TRECHO SELECIONADO:

Em 18 de maio, dez dias depois do pico da enchente, o Diário de Pernambuco publicou o relato do jornalista Carlos Rizzini: "navegamos no interior da fábrica de casimira dentro de um caiaque e assistimos, junto aos seus depósitos, o ingente esforço para retirar do fundo das águas escuras meadas e meadas de lã".
A inundação durou mais de 15 dias nas grandes fábricas de tecidos do 4º Distrito. O empresário A. J. Renner estimou que precisaria de um semestre para a fábrica "voltar à cadência anterior". Em 23 de maio, o jornal carioca A Noite noticiou que, além da perda de estoques de lã, teares e máquinas de fiação ficaram completamente enferrujados. Os escritórios estavam "imprestáveis".

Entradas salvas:
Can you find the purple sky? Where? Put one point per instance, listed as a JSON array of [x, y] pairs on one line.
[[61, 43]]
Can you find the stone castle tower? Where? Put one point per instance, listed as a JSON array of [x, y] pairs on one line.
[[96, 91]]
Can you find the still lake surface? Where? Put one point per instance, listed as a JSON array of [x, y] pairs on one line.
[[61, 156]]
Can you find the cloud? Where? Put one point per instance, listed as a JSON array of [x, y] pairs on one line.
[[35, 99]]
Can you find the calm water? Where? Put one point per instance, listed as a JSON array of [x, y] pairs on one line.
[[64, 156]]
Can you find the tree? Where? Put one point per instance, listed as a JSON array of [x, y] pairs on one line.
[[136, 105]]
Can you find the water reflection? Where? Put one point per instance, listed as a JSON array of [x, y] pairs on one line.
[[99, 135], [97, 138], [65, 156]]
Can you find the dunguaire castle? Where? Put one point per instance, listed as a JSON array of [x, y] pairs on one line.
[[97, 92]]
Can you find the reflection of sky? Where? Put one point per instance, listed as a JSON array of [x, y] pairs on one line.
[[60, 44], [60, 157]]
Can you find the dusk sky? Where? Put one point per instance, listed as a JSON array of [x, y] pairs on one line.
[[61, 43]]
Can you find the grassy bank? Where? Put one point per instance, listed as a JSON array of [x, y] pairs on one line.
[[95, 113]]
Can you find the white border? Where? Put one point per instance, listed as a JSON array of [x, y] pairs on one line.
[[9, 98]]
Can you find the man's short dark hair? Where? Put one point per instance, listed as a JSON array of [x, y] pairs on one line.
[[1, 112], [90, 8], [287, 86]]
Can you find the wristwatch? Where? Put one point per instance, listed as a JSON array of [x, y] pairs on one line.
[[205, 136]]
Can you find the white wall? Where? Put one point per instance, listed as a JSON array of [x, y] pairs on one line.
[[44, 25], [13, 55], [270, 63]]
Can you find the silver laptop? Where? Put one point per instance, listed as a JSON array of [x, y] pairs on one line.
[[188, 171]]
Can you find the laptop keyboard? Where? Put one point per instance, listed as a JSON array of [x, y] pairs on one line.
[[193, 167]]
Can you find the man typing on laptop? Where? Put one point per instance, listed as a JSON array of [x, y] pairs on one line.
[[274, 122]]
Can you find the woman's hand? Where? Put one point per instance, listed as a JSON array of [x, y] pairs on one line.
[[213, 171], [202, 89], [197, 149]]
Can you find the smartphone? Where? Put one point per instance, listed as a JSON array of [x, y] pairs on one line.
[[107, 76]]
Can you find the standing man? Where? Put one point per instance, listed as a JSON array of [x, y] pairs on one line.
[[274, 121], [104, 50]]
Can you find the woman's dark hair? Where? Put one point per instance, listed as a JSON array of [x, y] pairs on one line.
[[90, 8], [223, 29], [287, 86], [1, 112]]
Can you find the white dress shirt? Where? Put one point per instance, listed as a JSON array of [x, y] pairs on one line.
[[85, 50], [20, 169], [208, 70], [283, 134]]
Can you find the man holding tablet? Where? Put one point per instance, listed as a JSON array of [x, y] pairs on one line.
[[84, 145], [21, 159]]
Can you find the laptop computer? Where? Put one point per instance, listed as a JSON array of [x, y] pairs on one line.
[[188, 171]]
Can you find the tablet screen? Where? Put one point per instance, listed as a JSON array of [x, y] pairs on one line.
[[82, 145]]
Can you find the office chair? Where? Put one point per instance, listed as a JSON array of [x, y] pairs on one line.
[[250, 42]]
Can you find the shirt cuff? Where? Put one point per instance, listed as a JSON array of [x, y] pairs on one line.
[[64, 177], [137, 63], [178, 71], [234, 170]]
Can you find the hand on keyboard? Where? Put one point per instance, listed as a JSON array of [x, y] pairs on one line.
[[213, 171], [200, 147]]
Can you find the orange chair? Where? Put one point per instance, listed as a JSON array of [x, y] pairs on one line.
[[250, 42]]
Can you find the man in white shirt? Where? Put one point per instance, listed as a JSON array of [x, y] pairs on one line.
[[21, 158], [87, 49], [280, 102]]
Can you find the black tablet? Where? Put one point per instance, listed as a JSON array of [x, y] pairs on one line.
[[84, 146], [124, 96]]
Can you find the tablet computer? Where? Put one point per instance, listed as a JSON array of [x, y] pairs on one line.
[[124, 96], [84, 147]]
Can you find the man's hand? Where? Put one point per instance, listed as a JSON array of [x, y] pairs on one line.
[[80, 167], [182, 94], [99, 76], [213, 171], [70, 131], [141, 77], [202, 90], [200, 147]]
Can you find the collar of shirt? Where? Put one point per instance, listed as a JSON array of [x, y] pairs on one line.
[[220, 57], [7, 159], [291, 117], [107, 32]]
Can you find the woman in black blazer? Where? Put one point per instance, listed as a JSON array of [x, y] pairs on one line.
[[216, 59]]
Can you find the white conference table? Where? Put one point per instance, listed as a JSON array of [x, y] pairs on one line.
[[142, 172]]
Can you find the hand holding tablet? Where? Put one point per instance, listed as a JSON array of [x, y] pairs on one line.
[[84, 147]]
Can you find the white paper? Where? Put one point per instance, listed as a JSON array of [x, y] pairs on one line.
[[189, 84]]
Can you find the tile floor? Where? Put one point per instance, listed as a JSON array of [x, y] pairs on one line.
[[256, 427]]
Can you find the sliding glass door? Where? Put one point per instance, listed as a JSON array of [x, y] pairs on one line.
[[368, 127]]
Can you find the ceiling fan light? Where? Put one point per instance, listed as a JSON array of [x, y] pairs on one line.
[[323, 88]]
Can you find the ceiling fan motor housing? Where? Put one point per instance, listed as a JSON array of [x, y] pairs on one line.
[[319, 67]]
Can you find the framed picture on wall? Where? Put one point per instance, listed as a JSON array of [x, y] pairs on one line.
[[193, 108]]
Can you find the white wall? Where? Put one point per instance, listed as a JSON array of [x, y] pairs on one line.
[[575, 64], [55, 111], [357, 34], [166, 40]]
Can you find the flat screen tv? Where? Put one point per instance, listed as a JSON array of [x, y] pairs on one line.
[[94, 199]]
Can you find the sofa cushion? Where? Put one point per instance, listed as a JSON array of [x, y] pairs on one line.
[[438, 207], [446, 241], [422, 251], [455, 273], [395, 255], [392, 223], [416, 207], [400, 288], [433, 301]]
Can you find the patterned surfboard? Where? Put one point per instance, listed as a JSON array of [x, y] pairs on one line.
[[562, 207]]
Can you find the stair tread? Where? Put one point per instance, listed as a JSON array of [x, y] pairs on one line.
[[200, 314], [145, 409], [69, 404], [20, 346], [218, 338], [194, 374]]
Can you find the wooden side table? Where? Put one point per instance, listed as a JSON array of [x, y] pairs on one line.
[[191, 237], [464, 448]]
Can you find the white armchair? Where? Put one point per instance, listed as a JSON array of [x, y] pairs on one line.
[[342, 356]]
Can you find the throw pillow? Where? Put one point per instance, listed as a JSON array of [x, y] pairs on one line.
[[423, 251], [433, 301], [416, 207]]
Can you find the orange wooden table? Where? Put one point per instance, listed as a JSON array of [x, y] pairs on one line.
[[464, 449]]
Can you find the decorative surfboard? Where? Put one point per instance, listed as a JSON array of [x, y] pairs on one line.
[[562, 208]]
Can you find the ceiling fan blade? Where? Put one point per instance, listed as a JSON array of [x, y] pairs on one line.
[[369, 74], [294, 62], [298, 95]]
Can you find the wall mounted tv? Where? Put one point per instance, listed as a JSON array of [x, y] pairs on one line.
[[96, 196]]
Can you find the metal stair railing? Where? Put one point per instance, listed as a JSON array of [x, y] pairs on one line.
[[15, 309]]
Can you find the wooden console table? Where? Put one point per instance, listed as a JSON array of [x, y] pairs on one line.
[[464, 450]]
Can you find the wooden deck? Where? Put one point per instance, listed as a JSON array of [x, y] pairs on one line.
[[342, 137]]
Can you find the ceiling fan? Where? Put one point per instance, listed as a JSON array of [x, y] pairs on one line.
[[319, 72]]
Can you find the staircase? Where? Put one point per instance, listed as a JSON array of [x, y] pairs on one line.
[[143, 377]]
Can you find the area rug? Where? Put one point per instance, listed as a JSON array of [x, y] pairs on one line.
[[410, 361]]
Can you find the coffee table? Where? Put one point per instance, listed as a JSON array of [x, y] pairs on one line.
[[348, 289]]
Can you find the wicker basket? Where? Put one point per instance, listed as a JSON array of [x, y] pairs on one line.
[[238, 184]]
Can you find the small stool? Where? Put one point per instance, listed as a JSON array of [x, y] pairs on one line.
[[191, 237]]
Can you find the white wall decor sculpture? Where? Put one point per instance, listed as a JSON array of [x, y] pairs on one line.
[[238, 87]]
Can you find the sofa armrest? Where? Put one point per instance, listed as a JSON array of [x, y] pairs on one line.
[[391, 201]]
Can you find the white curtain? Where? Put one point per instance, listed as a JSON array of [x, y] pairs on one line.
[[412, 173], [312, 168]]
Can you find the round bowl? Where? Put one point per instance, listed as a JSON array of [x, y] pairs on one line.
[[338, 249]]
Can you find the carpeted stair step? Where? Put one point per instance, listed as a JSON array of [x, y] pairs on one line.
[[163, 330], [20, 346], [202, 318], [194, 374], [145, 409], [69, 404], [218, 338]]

O QUE FAZER:
1 > Liste todos os períodos de tempo, sem contar as datas, que aparecem no trecho sobre a enchente nas fábricas do 4º Distrito.
2 > Dê a continuação do trecho sobre a enchente nas fábricas do 4º Distrito, a partir da última frase.
As linhas constituem um material à parte, sem relação com o trecho.

RESULTADOS DO EXERCÍCIO:
1 >
- dez dias
- mais de 15 dias
- um semestre

2 >
O estádio do G. E. Renner, clube de futebol formado por funcionários da empresa, também ficou inundado na esquina das avenidas Sertório e Farrapos.
Enchente no Instituto Caldeira
O Instituto Caldeira foi fundado em 2020 por 42 grandes empresas. Abriu as portas em 26 de março de 2021. Sem fins lucrativos, tem o propósito de impulsionar transformações através da inovação. O hub de inovação ocupa 22 mil m² do complexo antigo da Renner. Em média, 1,8 mil pessoas circulam diariamente pelo espaço, considerando os eventos e as 130 empresas que mantêm escritórios no local.
Em 3 de maio de 2024, o complexo foi evacuado após o início da inundação na região. Em carta aberta, o diretor-executivo do Instituto Caldeira, Pedro Valério, escreveu que o espaço de inovação nasceu na pandemia de Covid-19 e "vai sobreviver a uma enchente". Na fachada, a marca indica que o nível da água chegou a 2m25cm.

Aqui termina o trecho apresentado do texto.